## PARTS OF THE EXERCISE
(a) In the match-lighting thread, why does treefork plan to hang on to his remaining strike anywhere matches? Answer in one to three sentences.
(b) Answer these questions about the match-lighting thread:
(i) What kind of match did JeffH say he had been hanging?
(ii) Where did AKA Forgotten get strike anywhere matches?
(iii) How long did Eldon 77 say it took before getting the first one?
START SOURCE DOCUMENT
# Match lighting



## JeffH (May 21, 2016)

Please let me know what I'm missing. I've been hanging a wooden kitchen match, and hitting the tip of the match, but no light. Is it because I need to barely skim the match? I need to roughen up my ammo? Or use a different match?

Sent from my SM-J727V using Tapatalk


----------



## Cjw (Nov 1, 2012)

Has to be a strike anywhere match. And you have to hit the tip.

Sent from my iPhone using Tapatalk Pro


----------



## urbanshooter (Aug 23, 2017)

What cjw said... has to be "strike anywhere matches" and not "safety matches"...


----------



## MakoPat (Mar 12, 2018)

I am no match lighter...nor has lighter...

I do have this goal...but a few steps left to climb before I'm on fire.


----------



## treefork (Feb 1, 2010)

Good luck trying to find strike anywhere matches . One of the greatest shots is becoming a thing of the past . I still have some but going to hang on to them . They're worth their weight in gold now . Even with suitable matches it is a challenge . That is what makes it great .


----------



## AKA Forgotten (Jan 26, 2019)

Got lucky with strike anywhere matches on ebay. Have tested them and seem to work anywhere except when I'm shooting at them


----------



## Eldon 77 (Aug 20, 2018)

AKA Forgotten said:


> Got lucky with strike anywhere matches on ebay. Have tested them and seem to work anywhere except when I'm shooting at them


Probably a month straight before I got my first one. Like treefork says focus.

Sent from my iPhone using Tapatalk


----------



## skropi (Mar 22, 2018)

It's quite easy to make your own strike anywhere matches, and they actually turn out better than bought ones


----------



## AKA Forgotten (Jan 26, 2019)
END SOURCE DOCUMENT
START RECORD EXTRACTS
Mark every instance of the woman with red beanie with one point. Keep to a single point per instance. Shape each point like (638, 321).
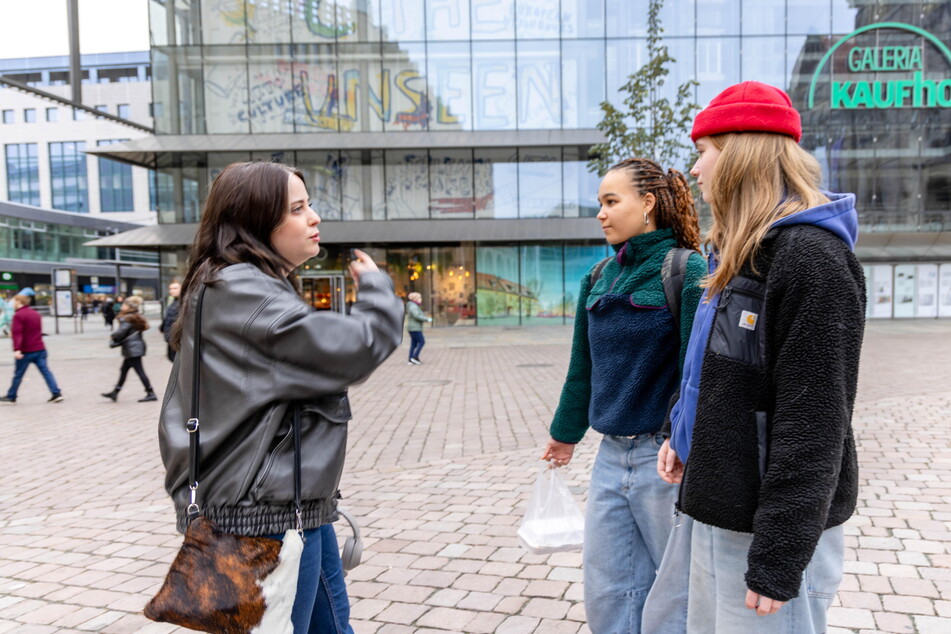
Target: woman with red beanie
(761, 437)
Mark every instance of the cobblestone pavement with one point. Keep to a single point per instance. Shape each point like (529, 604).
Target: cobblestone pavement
(441, 462)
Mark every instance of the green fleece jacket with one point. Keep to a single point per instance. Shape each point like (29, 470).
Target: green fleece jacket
(632, 277)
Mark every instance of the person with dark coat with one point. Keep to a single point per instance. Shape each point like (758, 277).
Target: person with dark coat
(171, 314)
(129, 336)
(761, 437)
(26, 331)
(108, 314)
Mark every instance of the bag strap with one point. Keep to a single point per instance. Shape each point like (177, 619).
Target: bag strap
(672, 274)
(596, 273)
(194, 510)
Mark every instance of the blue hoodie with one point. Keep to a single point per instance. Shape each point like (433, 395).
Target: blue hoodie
(839, 217)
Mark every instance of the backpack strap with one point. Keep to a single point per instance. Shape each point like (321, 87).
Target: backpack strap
(672, 275)
(596, 273)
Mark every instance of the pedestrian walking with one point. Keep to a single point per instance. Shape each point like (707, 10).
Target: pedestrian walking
(761, 437)
(415, 318)
(266, 358)
(171, 314)
(26, 332)
(108, 313)
(128, 336)
(626, 356)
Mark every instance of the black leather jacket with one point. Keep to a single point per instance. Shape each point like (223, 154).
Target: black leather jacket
(263, 348)
(130, 338)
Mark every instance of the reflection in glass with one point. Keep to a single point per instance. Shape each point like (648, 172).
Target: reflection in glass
(580, 185)
(764, 59)
(454, 277)
(808, 17)
(493, 19)
(224, 22)
(543, 278)
(498, 292)
(539, 85)
(447, 19)
(272, 96)
(582, 82)
(496, 183)
(407, 184)
(493, 75)
(362, 185)
(404, 69)
(764, 17)
(269, 22)
(450, 85)
(450, 183)
(315, 77)
(718, 17)
(536, 19)
(582, 18)
(718, 66)
(321, 170)
(402, 20)
(226, 90)
(539, 182)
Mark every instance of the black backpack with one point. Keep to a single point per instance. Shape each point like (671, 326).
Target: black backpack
(672, 275)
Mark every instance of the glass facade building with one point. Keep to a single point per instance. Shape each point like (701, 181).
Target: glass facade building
(480, 113)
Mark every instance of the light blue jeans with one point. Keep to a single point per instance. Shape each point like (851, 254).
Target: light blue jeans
(627, 523)
(321, 605)
(718, 590)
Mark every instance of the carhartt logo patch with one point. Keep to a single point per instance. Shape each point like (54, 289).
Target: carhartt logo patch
(748, 320)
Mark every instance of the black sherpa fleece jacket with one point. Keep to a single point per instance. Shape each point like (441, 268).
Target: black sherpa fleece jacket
(772, 449)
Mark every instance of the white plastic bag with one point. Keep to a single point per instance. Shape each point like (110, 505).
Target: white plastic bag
(553, 522)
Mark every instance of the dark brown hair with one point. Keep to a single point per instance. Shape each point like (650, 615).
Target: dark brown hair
(674, 207)
(246, 203)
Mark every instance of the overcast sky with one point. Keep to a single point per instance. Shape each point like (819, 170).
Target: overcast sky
(37, 28)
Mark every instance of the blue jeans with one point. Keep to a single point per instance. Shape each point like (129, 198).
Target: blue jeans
(39, 358)
(416, 343)
(718, 590)
(628, 519)
(321, 605)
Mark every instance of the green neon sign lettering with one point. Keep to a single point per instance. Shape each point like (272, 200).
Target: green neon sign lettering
(886, 94)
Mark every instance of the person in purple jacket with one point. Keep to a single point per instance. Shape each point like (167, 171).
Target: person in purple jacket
(26, 331)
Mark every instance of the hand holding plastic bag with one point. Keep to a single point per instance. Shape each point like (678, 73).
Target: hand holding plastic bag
(553, 522)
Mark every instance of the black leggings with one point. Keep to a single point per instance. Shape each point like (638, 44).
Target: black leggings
(134, 363)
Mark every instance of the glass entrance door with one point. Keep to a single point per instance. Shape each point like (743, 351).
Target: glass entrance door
(325, 292)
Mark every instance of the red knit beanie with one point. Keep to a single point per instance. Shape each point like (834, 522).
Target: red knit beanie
(748, 107)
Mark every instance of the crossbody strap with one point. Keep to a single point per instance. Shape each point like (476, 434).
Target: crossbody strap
(192, 426)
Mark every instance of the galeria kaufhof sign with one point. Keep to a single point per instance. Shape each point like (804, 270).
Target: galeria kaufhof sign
(908, 84)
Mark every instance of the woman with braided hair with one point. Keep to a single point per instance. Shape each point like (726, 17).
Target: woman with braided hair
(626, 359)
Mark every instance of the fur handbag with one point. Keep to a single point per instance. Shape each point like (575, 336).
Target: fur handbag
(229, 584)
END RECORD EXTRACTS
## OUTPUTS IN ORDER
(a) Strike anywhere matches have become hard to find. treefork says they are worth their weight in gold now.

(b)
(i) A wooden kitchen match.
(ii) On eBay.
(iii) Probably a month straight.